TW: I sat down and thought about it.
That is me…cowering under the bed…dreading….everything
What if the clock gets a tic and can’t tic? Sort of like having a bashful kidney when you need to do a urine test.
This blog needs a serious dose of Sevin dust. Anybody got any DDT left over from the old days?
TW: seven – I’ll suck an eight inch uncut cock of porn if I’m lying.
This must be that vaunted, razor sharp, Goldsteinian wit I keep hearing about. Hoo, that’s some, uh, edgy, rollicking laffs; yeah, that’s what it is. More like this please {looking around for the exit.}
[Let me help you; I don’t much care for your commentary either, but for the most part, I’ve kept quiet about it. But if all you were doing was looking for a trail of breadcrumbs to find your way off the site, I can oblige – ed]
Er, “tic-tac”…?
Translation: “Everybody gets the joke but me, so there must be something wrong with … everybody.”
Yeah, but if the “clock” reads its “tic” as a “tic”, couldn’t I just as easily read it as a “tock”? And couldn’t the clock, as well, if it felt like it? For all we know, the “clock” could actually be making the sound “moo” or some such, but because of our “conditioning” in “bourgeois western society” we are “trained” to read the “clock’s” “mechanical sound” as “tic”?
See, that’s why I gave up on pomo theory (except to twist the words of pomo authors when they were speaking literally): Too many quote marks.
I think you should be more sensitive to people with lyme disease. What, are you saying their symptoms aren’t real?
Well, there goes my theory that it wasn’t really even self-aware. I guess if stupidity is all you have you may as well be proud of it. It just sucks that they are too fucking stupid to insult, I fear the left is creating the perfect troll.
I find it a chilling work—an infinite dark chasm appears as a narrow slit at one’s feet, to be crossed in a split-second with only faith keeping one from falling.
☆ ☆ ☆ ☆ ☆
**Problems and tasks:**
[1] In the comment thread, what does one commenter say they gave up on, and why?
[2] Translate this sentence from the comment thread into Spanish: "I guess if stupidity is all you have you may as well be proud of it."
[3] Reproduce everything in the comment thread from "Yeah, but if" down to "the perfect troll.", with no changes.
☆ ☆ ☆ ☆ ☆
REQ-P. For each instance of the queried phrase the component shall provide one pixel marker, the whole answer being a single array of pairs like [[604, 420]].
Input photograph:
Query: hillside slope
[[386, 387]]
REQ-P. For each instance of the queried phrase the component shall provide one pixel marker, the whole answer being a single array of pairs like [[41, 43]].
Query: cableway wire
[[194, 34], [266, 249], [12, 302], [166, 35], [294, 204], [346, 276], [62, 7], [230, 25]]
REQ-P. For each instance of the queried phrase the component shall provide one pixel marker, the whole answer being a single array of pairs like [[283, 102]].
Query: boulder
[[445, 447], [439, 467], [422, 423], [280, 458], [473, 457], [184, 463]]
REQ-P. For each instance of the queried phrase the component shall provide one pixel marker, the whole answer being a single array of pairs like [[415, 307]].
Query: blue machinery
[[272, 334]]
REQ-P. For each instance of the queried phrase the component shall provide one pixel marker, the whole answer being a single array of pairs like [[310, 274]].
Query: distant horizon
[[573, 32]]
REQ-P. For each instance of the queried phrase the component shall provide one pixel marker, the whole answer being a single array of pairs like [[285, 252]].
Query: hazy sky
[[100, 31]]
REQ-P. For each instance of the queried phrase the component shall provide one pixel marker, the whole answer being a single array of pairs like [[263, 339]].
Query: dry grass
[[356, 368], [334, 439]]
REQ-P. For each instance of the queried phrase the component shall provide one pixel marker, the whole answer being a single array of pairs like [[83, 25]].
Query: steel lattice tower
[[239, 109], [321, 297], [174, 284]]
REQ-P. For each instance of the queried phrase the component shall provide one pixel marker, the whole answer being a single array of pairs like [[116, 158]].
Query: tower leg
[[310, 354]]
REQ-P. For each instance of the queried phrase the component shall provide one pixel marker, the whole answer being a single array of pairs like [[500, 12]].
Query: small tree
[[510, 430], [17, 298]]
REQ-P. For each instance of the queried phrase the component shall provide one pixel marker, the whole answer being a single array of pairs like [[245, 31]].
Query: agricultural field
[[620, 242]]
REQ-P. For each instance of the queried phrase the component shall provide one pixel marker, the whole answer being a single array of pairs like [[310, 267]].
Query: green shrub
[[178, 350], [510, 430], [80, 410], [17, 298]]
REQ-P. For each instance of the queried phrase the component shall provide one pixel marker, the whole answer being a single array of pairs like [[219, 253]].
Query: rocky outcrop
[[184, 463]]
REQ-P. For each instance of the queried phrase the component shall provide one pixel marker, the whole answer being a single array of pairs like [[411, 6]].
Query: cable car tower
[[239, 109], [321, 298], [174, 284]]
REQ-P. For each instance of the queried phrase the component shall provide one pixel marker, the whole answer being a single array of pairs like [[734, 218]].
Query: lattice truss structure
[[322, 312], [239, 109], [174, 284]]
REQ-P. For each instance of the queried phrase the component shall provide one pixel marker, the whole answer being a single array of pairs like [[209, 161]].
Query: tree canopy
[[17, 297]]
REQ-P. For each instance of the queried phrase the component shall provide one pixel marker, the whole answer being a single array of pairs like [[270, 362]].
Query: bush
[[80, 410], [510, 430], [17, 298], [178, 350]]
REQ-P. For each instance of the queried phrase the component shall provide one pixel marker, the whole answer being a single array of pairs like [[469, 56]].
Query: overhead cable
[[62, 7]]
☆ ☆ ☆ ☆ ☆
**Answers for this exercise:**
[1] Pomo theory, because it had too many quote marks.

[2] Supongo que, si la estupidez es todo lo que tienes, bien podrías estar orgulloso de ella.

[3]
Yeah, but if the “clock” reads its “tic” as a “tic”, couldn’t I just as easily read it as a “tock”? And couldn’t the clock, as well, if it felt like it? For all we know, the “clock” could actually be making the sound “moo” or some such, but because of our “conditioning” in “bourgeois western society” we are “trained” to read the “clock’s” “mechanical sound” as “tic”?
See, that’s why I gave up on pomo theory (except to twist the words of pomo authors when they were speaking literally): Too many quote marks.
I think you should be more sensitive to people with lyme disease. What, are you saying their symptoms aren’t real?
Well, there goes my theory that it wasn’t really even self-aware. I guess if stupidity is all you have you may as well be proud of it. It just sucks that they are too fucking stupid to insult, I fear the left is creating the perfect troll.